> [THE DATA]
-----
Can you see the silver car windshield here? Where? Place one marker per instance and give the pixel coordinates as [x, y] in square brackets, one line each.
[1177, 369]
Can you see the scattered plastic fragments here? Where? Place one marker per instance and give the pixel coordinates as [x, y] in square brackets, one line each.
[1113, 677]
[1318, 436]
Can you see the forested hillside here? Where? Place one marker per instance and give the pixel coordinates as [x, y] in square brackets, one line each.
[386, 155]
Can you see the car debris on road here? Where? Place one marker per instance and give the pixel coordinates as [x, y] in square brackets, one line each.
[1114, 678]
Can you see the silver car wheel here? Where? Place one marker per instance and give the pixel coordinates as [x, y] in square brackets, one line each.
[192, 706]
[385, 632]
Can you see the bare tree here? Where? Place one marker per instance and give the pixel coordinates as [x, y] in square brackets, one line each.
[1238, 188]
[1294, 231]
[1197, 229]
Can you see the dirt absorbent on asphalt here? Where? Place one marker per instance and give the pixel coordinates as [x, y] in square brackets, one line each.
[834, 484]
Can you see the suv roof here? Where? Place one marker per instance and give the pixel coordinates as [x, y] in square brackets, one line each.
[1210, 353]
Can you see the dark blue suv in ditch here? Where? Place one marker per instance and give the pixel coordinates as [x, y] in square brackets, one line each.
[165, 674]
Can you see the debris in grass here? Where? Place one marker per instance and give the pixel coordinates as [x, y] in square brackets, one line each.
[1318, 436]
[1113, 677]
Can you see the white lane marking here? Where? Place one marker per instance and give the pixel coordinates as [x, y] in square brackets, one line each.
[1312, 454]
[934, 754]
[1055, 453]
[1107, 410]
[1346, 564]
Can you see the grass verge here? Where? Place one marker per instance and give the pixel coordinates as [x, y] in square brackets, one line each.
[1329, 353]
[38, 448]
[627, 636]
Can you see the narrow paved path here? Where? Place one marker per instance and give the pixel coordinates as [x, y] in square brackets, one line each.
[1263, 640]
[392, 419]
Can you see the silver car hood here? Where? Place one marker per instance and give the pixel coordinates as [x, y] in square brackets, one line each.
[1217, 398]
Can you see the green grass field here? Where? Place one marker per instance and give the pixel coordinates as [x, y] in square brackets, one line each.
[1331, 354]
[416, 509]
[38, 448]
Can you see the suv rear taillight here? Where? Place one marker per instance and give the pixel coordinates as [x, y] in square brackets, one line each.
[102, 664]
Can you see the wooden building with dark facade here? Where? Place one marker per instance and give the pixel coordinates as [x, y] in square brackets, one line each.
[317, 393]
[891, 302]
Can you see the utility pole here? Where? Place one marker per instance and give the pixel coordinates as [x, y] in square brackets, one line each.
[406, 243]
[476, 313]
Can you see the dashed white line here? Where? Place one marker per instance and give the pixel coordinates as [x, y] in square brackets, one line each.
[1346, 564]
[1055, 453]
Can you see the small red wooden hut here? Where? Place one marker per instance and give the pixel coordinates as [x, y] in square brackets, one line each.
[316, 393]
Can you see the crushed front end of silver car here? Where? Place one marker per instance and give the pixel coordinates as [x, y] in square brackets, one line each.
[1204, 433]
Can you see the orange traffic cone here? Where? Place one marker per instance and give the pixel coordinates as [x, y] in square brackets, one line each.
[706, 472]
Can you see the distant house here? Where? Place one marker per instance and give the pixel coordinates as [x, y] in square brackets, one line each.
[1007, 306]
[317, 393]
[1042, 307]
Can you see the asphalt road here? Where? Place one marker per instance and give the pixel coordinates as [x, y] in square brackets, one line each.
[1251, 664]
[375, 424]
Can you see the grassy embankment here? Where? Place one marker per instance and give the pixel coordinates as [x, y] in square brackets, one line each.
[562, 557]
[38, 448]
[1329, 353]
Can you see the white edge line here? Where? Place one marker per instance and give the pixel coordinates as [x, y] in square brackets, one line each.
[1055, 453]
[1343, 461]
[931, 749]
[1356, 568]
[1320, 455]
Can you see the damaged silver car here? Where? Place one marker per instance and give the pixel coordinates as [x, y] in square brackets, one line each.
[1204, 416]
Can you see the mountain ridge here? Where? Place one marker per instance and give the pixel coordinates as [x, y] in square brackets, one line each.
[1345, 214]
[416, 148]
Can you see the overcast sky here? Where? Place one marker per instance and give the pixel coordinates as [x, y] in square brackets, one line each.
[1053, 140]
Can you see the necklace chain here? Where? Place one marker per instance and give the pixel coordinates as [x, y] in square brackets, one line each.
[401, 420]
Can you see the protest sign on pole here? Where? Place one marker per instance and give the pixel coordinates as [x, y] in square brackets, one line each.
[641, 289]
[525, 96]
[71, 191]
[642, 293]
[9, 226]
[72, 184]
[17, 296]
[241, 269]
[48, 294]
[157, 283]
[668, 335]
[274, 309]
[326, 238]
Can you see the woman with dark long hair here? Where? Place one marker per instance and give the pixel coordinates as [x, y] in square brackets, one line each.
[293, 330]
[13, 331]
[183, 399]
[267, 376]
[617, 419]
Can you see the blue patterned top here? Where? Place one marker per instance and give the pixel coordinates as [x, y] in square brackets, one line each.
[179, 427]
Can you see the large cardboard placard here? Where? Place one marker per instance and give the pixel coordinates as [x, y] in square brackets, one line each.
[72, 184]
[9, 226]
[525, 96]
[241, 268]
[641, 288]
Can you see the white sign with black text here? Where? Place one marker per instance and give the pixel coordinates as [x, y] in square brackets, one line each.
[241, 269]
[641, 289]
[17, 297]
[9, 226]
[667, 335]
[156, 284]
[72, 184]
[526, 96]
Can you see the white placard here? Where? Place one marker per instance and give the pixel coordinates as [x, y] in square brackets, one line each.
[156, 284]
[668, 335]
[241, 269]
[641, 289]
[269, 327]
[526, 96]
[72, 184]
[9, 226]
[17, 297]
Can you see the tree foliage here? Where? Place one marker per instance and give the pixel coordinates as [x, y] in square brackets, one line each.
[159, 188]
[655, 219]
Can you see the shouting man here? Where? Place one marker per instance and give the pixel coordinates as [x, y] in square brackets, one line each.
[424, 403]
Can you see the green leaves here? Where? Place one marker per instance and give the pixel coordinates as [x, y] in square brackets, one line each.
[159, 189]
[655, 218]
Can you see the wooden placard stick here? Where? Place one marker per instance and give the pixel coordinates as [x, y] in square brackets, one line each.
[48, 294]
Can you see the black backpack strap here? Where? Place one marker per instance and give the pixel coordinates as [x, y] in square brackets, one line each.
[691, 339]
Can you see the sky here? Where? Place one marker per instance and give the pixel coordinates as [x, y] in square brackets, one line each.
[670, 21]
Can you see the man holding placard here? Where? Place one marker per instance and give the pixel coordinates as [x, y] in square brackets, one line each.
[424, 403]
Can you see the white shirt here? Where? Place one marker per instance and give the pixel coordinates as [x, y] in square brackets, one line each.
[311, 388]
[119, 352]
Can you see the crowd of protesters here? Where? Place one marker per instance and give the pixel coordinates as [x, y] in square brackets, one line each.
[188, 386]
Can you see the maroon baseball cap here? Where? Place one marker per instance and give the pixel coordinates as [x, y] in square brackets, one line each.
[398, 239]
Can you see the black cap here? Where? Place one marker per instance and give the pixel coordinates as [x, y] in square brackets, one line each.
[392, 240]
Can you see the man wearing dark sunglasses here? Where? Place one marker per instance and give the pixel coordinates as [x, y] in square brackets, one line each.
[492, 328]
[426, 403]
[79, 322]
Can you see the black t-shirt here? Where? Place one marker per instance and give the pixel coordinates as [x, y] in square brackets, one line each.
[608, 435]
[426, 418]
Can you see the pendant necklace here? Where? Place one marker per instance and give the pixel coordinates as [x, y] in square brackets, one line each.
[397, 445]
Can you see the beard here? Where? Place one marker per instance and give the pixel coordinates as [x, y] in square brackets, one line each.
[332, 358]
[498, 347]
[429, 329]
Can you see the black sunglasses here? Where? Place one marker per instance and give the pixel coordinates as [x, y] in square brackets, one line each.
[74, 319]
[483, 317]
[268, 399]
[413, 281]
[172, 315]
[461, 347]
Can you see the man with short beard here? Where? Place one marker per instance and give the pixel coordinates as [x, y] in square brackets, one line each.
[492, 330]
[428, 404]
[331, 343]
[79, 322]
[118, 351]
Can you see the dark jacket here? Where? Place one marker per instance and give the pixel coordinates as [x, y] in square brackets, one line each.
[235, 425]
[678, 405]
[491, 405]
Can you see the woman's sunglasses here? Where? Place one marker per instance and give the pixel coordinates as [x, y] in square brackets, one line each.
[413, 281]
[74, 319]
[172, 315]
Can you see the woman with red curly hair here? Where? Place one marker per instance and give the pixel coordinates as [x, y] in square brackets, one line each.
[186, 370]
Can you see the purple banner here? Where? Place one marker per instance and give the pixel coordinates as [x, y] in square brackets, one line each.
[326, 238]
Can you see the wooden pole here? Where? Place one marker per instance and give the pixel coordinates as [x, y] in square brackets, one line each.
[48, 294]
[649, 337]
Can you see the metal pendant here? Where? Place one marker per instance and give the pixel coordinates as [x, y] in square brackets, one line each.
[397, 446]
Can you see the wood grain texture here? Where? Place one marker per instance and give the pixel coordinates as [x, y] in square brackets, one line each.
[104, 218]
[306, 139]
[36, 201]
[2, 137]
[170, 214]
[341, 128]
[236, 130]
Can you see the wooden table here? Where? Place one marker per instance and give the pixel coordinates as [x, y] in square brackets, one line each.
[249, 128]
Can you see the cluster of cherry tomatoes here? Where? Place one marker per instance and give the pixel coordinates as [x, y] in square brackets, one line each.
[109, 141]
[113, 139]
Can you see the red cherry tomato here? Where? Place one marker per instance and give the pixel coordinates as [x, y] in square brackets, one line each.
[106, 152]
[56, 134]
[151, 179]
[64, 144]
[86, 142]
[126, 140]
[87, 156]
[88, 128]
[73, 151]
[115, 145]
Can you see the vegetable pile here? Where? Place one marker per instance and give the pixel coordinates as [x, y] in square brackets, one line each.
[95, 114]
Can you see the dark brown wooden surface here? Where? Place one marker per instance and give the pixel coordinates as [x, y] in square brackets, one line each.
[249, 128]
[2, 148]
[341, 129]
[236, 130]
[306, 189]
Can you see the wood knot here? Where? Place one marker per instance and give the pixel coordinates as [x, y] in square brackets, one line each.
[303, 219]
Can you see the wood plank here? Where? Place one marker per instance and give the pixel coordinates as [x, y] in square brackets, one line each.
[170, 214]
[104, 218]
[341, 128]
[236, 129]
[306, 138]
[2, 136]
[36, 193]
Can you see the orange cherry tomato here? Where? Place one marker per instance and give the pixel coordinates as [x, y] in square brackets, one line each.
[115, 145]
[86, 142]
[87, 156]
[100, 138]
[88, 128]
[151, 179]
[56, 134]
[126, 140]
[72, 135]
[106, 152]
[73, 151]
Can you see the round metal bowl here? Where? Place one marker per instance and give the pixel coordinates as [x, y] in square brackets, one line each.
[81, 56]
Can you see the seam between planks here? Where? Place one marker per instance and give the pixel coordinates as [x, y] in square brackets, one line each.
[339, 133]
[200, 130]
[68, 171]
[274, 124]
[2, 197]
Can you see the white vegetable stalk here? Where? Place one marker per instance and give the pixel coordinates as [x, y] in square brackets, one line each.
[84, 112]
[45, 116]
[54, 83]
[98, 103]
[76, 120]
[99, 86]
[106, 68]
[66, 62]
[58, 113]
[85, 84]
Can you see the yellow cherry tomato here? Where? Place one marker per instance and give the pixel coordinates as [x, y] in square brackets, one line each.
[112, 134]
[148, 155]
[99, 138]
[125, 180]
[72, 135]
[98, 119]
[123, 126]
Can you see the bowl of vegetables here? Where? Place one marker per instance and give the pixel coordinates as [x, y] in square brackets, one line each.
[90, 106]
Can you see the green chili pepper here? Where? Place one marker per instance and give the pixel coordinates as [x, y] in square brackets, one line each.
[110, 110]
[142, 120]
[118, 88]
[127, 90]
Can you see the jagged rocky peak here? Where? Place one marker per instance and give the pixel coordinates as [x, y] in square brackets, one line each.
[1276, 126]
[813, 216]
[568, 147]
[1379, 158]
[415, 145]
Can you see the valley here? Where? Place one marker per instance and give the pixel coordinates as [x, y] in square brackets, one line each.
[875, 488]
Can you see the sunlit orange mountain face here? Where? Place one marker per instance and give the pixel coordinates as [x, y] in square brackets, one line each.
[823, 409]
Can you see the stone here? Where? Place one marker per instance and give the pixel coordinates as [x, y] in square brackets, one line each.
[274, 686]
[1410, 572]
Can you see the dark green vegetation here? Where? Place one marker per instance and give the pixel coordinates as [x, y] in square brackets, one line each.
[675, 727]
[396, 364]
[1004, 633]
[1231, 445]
-----
Return only this span, exactly: the line that contains "Can you see the dark green" and all lines after it to the end of the records.

Can you see the dark green vegetation here? Where? Place one marker per instance and give the pixel coordinates as [x, y] in square brackets, one line each.
[675, 727]
[396, 364]
[1004, 633]
[1231, 445]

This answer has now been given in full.